> [WHAT YOU WILL DO]: Pull out each row below that contains the string "keys", and copy those rows unchanged.

Outline labeling rows:

====

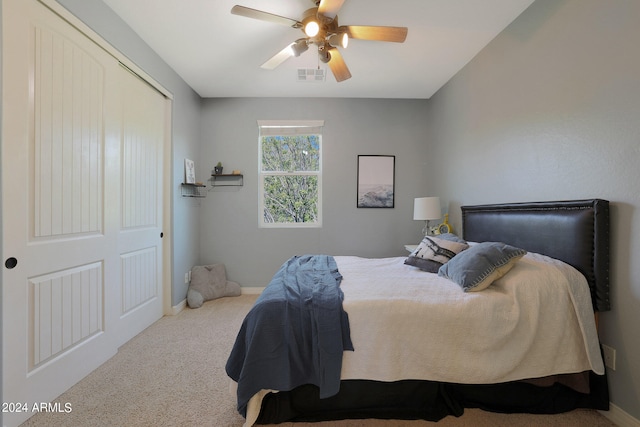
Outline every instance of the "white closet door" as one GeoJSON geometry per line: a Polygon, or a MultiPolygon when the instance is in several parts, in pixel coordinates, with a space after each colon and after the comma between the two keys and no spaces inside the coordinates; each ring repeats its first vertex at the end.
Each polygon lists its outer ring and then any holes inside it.
{"type": "Polygon", "coordinates": [[[165,103],[37,1],[2,18],[2,395],[27,404],[11,427],[162,314],[165,103]]]}
{"type": "Polygon", "coordinates": [[[162,155],[165,98],[120,68],[118,344],[162,316],[162,155]]]}

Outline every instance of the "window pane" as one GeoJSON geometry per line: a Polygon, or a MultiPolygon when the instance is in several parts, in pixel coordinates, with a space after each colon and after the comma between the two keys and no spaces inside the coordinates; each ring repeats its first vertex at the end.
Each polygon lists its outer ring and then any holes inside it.
{"type": "Polygon", "coordinates": [[[320,136],[262,137],[263,171],[319,171],[320,136]]]}
{"type": "Polygon", "coordinates": [[[318,177],[264,177],[264,222],[318,221],[318,177]]]}

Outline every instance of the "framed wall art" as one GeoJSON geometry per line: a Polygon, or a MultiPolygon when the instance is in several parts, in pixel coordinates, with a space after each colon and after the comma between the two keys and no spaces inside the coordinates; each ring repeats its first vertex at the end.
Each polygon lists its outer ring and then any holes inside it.
{"type": "Polygon", "coordinates": [[[196,183],[196,166],[193,160],[184,159],[184,182],[185,184],[196,183]]]}
{"type": "Polygon", "coordinates": [[[358,155],[359,208],[393,208],[396,156],[358,155]]]}

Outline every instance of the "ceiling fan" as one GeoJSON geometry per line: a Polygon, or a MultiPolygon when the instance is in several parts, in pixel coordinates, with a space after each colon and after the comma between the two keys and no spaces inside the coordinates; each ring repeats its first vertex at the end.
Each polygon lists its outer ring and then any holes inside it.
{"type": "Polygon", "coordinates": [[[244,6],[233,6],[231,13],[234,15],[286,25],[302,30],[306,36],[276,53],[261,65],[262,68],[273,70],[292,56],[300,56],[309,49],[309,45],[314,44],[318,47],[320,61],[328,63],[336,80],[341,82],[351,78],[351,72],[338,47],[346,48],[350,38],[395,43],[402,43],[407,38],[406,27],[340,26],[337,14],[345,0],[312,1],[316,7],[305,11],[299,21],[244,6]]]}

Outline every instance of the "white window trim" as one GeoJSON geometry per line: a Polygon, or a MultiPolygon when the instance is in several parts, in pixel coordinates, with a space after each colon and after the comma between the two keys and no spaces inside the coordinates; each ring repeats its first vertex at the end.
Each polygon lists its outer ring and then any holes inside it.
{"type": "Polygon", "coordinates": [[[259,228],[321,228],[322,227],[322,127],[324,120],[258,120],[258,227],[259,228]],[[271,135],[263,133],[262,129],[273,128],[272,135],[305,135],[320,134],[320,162],[317,171],[305,172],[269,172],[262,171],[262,136],[271,135]],[[305,132],[296,129],[305,128],[305,132]],[[289,130],[289,131],[288,131],[289,130]],[[264,222],[264,178],[265,176],[318,176],[318,220],[316,222],[264,222]]]}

====

> [SOLVED EXERCISE]:
Outline every instance of the "white closet door" as one GeoJSON geometry per line: a Polygon, or a MultiPolygon when the instance is in several parts, in pixel coordinates, with a space after each colon and after the comma between the two keys and no spaces inside the coordinates; each ring repeats its first vertex at the end.
Outline every instance of the "window pane" as one GeoJSON geometry per line: a Polygon, or a MultiPolygon when the instance is in several parts, in pixel coordinates, with a space after each colon and after the comma between the two keys and no spaces inside the coordinates; each ring repeats its first vertex at the end.
Outline every instance of the "framed wall art" as one GeoJSON geometry per line: a Polygon, or a MultiPolygon when the instance is in several parts, in pixel coordinates, with a space after each colon and after the comma between the two keys and no spaces inside the coordinates; each ring repeats its first vertex at the end.
Outline every instance of the "ceiling fan" as one GeoJSON geometry per line: a Polygon, or a MultiPolygon when the instance is in several parts, in pixel coordinates, with a space after each colon and after the comma between the two keys and no spaces inside the coordinates; each ring repeats its first vertex at the end.
Outline every instance of the "white window trim" as one GeoJSON geometry per line: a Polygon, or a MultiPolygon when the instance is in several parts, in pixel coordinates, with a space after each colon and after the comma between the two keys and no spaces inside the coordinates; each ring repeats its first vertex at the end.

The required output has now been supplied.